BEGIN
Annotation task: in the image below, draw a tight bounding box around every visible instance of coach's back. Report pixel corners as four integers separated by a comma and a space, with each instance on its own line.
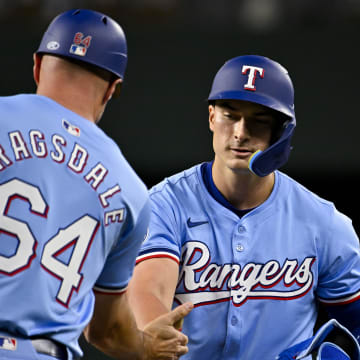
0, 95, 148, 356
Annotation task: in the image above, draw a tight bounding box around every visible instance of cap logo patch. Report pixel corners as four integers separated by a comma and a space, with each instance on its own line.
46, 41, 60, 50
69, 32, 92, 56
0, 336, 17, 351
241, 65, 265, 91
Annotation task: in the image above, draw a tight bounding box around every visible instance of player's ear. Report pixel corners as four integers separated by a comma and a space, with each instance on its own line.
103, 78, 122, 104
33, 53, 42, 85
209, 105, 215, 131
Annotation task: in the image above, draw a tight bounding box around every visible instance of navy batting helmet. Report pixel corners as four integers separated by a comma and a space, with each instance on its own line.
36, 9, 127, 79
208, 55, 296, 176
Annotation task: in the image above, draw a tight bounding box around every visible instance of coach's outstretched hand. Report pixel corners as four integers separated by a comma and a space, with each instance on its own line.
144, 303, 194, 360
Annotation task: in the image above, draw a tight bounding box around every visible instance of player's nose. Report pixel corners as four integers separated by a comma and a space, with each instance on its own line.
234, 117, 249, 140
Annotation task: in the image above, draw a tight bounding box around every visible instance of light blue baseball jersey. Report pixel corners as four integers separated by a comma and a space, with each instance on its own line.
137, 165, 360, 360
0, 94, 150, 358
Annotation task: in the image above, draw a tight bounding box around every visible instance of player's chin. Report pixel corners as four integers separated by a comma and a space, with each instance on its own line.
227, 159, 250, 173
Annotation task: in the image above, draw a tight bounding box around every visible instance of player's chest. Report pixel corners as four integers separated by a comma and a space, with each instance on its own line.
178, 217, 317, 304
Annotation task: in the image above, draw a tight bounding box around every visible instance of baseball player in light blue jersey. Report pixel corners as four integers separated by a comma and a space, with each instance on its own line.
130, 55, 360, 360
0, 10, 191, 360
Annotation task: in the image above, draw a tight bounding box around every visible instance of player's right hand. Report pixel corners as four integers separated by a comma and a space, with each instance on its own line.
144, 302, 194, 360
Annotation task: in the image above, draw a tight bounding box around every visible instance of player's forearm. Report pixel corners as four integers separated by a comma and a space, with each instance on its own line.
129, 292, 171, 330
84, 310, 146, 360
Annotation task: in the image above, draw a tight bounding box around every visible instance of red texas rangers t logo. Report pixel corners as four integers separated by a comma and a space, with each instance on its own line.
69, 32, 92, 56
241, 65, 265, 91
175, 241, 316, 306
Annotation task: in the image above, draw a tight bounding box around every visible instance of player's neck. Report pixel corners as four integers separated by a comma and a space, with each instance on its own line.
212, 161, 275, 210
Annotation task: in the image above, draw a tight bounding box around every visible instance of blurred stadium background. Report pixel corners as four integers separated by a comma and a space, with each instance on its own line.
0, 0, 360, 359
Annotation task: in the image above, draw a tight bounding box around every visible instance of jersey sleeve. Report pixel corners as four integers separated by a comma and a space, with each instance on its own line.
136, 188, 181, 264
94, 201, 150, 294
317, 208, 360, 305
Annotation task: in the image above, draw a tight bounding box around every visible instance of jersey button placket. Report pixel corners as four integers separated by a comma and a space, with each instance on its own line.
234, 225, 246, 255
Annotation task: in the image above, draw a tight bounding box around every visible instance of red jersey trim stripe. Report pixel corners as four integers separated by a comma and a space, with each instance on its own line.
93, 286, 127, 295
319, 291, 360, 305
136, 251, 180, 265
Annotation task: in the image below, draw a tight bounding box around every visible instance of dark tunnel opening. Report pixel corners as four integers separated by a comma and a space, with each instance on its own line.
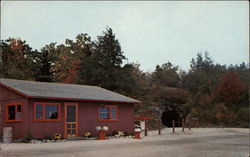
161, 110, 181, 127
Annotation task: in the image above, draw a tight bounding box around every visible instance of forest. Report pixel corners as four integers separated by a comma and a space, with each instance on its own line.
0, 28, 250, 128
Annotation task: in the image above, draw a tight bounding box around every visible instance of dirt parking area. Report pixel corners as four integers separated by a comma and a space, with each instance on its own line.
0, 128, 249, 157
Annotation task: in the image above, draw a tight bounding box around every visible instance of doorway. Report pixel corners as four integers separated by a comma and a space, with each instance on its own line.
64, 103, 78, 137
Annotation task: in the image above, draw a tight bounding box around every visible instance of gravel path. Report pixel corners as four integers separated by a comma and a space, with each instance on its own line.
0, 128, 249, 157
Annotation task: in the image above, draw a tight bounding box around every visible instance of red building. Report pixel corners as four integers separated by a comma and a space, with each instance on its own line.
0, 78, 141, 139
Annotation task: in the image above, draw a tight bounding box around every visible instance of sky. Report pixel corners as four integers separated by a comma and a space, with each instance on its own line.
1, 1, 249, 72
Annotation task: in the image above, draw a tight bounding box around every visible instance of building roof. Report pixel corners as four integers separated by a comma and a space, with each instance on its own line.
0, 78, 141, 103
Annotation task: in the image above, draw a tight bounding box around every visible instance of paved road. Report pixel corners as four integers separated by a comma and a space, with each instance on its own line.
0, 129, 249, 157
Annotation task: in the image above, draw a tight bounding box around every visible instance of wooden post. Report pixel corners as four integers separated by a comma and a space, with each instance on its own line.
173, 120, 175, 133
144, 120, 148, 136
158, 118, 161, 135
181, 118, 184, 132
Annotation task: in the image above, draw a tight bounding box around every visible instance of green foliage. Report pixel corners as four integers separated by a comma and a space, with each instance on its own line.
152, 62, 179, 87
77, 28, 138, 96
0, 38, 37, 80
0, 28, 250, 128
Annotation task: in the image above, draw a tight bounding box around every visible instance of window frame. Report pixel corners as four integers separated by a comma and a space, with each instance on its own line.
5, 102, 23, 122
98, 105, 118, 122
33, 102, 61, 122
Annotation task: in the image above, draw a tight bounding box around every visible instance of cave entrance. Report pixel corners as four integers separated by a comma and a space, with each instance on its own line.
161, 110, 182, 127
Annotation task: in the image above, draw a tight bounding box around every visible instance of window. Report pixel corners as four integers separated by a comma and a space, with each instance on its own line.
6, 103, 22, 122
34, 103, 60, 121
98, 105, 117, 121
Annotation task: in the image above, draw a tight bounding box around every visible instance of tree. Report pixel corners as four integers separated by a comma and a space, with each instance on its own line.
0, 38, 37, 79
152, 62, 179, 87
216, 72, 246, 105
34, 43, 55, 82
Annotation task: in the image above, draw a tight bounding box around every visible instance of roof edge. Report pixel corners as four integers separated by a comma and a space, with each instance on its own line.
28, 96, 142, 104
0, 82, 29, 98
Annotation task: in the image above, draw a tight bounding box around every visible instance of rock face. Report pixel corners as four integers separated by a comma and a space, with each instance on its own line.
161, 110, 182, 127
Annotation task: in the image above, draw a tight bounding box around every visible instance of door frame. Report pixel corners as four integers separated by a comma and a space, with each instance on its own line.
64, 102, 78, 137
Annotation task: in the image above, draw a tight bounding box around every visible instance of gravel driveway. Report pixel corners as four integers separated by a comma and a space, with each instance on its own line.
0, 128, 249, 157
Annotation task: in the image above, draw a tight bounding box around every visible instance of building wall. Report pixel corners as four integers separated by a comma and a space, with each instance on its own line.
0, 86, 134, 139
28, 99, 134, 138
79, 102, 134, 135
0, 86, 28, 139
END
▸ **Task objective**:
Rewrite all of the records above, replacing "Annotation task" with "Labeling task" and leaving everything else unchanged. Leave the pictures out.

▸ **Complete response**:
Labeling task: in the image below, draw a tight bounding box around every visible instance of coach's back. Report pixel corners as four integers separated by a comma and a space, with each instance on its own line.
0, 95, 148, 356
Labeling task: in the image above, draw a tight bounding box around every visible instance of cap logo patch. Report pixel corners as four integers separated by a comma and a space, with each instance on its own line.
46, 41, 60, 50
69, 32, 92, 56
0, 336, 17, 351
241, 65, 265, 91
Labeling task: in the image above, draw a tight bounding box around every visible instance of player's ear. Report pixel corners as four integers separated by a comma and a space, with each instance on its own line.
103, 78, 122, 104
33, 53, 42, 85
209, 105, 215, 131
Labeling task: in the image above, draw a tight bounding box around every visible instance of navy batting helmet. Report pixel corners as four integers separated by a comma and a space, with each instance on its own line.
36, 9, 127, 79
208, 55, 296, 176
Labeling task: in the image above, draw a tight bounding box around every visible instance of coach's outstretched hand. Report pixel corners as four integers separated by a comma and a space, with each instance on its own line.
144, 303, 194, 360
Labeling task: in the image above, draw a tight bounding box around every visible instance of player's nose. Report pixel corners as four integers separated by a comma and a space, with each instance on its own line.
234, 117, 249, 140
Labeling task: in the image above, draw a tight bounding box around every visible instance of light blue baseball jersey. Report pixel corners as four integers separated by a comma and a space, with each instance on its own line.
137, 165, 360, 360
0, 94, 150, 358
Labeling task: in the image above, draw a tight bounding box around every visible instance of player's chin. Report pixel corners as four integers separated by a comma and a space, with each instance on its own line.
227, 159, 250, 173
Labeling task: in the image above, draw a tight bounding box around every visible instance of player's chest. Report pixel corners as four integers separated by a comma and a space, with each instance on its own line.
178, 217, 317, 304
Labeling task: in the image above, draw a tight bounding box around every visible instance of baseball player in light blue jersey. Report pixel corners as four integers separated by a comma and a space, with each instance on its own line.
130, 55, 360, 360
0, 10, 191, 360
Labeling task: in the image above, draw a tight bounding box around every visible instance of player's right hand. Report pixel corners as four integers separated by a comma and a space, with each instance on its own line.
144, 302, 194, 360
Labeling task: in the image above, draw a tight bounding box around every visible instance of player's forearm. Report pixel corners as four integers separated by a comma and a space, with each instance on its own line.
129, 292, 171, 330
84, 310, 146, 360
Labeling task: in the image above, draw a tight bounding box around every visible instance of red texas rangers t logo. Report pixel corners as four integers separated by a comma and a space, with each instance on its own line.
69, 32, 92, 56
241, 65, 265, 91
175, 241, 316, 306
Labeling task: in the image above, draw a tight bounding box around every visible instance of player's neck. Report pixel corners as four integers separated by a comma and a space, with each instance on its own line.
212, 161, 275, 210
Labeling task: in the image above, draw a tight bounding box around every visible instance of blurred stadium background. Report pixel corners as four integers separated by a comma and a space, with each instance on its own line.
0, 0, 360, 359
Labeling task: in the image above, draw a tight bounding box around every visible instance of jersey sleeve. Report pixel corners as four integers separated by a comma and a space, with each instance on its own line.
136, 188, 181, 264
94, 201, 150, 294
317, 208, 360, 305
Labeling task: in the image above, draw a tight bounding box around every visible instance of jersey button placket. Report pixel corners as four integers separated by a comma and a space, with each instance on its own line.
234, 225, 246, 255
Labeling task: in the image above, draw a tight bounding box around every visible instance of red jersey trim stripe. Report pixel corners as four integers separated by a comma and a space, with each instance on its own line.
93, 286, 127, 295
319, 291, 360, 305
136, 251, 180, 265
Labeling task: in the image below, draw a tight bounding box around every visible instance of dark tunnel opening. Report pixel corners as four integers separated by a comma and a space, with each instance on its own line.
161, 110, 181, 127
Labeling task: in the image above, draw a tight bounding box around every visible instance of forest. Report pixel corners as four integers separated by a comma and a space, with each instance on its own line.
0, 28, 250, 128
Labeling task: in the image above, draw a tight bounding box around every visible instance of dirt parking area. Report pixel corners as four integers separated by a comma and a space, with each instance on its own line.
0, 128, 249, 157
Labeling task: in the image above, draw a tight bounding box around every visible instance of doorway. Report pixel corners as four integers separated by a comma and a space, with each instance on its own line.
64, 103, 78, 137
Labeling task: in the image above, draw a tight bounding box around every visible instance of gravel path. Report pixel corners as four integers separated by a comma and a space, with each instance on its own line.
0, 128, 249, 157
Labeling task: in the image above, draw a tight bounding box around every visible instance of red building. Report pixel corners as four integers separated by a comma and a space, with each instance on its own line.
0, 78, 141, 139
Labeling task: in the image above, draw a tight bounding box around every visible instance of sky. Report pixel corners as four integers separated by a comma and a space, with each instance on its own line.
1, 1, 249, 72
Labeling task: in the image above, draw a tight bounding box around every visible instance of building roof. Report pixel corners as four integers separated by a comma and a space, with each instance on its own line.
0, 78, 141, 103
Labeling task: in the image above, draw a tight bounding box around every visible instance of paved road. Report pixel corners as four integers separated by a comma and a space, with each instance on its own line.
0, 129, 249, 157
Labeling task: in the image above, draw a tight bounding box around every visible instance of wooden post. Report pixel corners as four integers separated by a comma and a space, with each instance on its own line.
173, 120, 175, 133
144, 120, 148, 136
158, 118, 161, 135
181, 118, 184, 132
Labeling task: in the image above, draw a tight bounding box around every visible instance of green foliage. Report pixel corners as four integers separated by a comma and a space, with each instance on its own line.
152, 62, 179, 87
77, 28, 138, 96
0, 38, 37, 80
0, 28, 250, 128
Labeling task: in the image above, draw a tight bounding box around every visible instance of window frame. Report pixel corners as four integers separated by a comma and a space, with each instance on its own line.
5, 102, 23, 122
98, 105, 118, 122
33, 102, 61, 122
Labeling task: in the image above, draw a tight bounding box around every visible instance of cave entrance. Report pixel corners as four integers separated by a comma and a space, with each instance on its own line.
161, 110, 182, 127
Labeling task: in the image above, draw a tight bounding box around every visible instance of window. Report pixel corners as four integers separated by a comma and a space, with each instance on its own line.
6, 103, 22, 122
34, 103, 60, 121
98, 105, 117, 121
Labeling task: in the image above, draw a tight bounding box around every visible instance of tree. Report pixel corners as four integers separated by a comma and a space, with each instance on its own line.
0, 38, 37, 79
152, 62, 179, 87
216, 72, 246, 105
34, 43, 55, 82
Labeling task: in the image above, draw a tight bounding box around every visible instance of roof edge. Report pixel corners as four integers separated by a comma and a space, with each instance on its own line.
28, 96, 142, 104
0, 82, 29, 98
Labeling task: in the image above, draw a tight bounding box around every visible instance of rock face. Report pixel corners as four integers separated by a comma and a space, with each instance on its own line.
161, 110, 182, 127
Labeling task: in the image above, draw a tight bounding box around every visible instance of door frame. Report pixel corners as four integers separated by a comma and a space, with each instance on its own line.
64, 102, 78, 137
Labeling task: in the image above, draw a tight bounding box around every visible instance of gravel driveway. Report pixel corners as four integers separated by a comma and a space, with each instance on its own line.
0, 128, 249, 157
Labeling task: in the image above, draw a tight bounding box around every visible instance of building wall. Report pixel corners as four integers separated by a comma and a space, with each instance on its own line.
0, 86, 134, 139
28, 99, 134, 138
79, 102, 134, 135
0, 86, 28, 139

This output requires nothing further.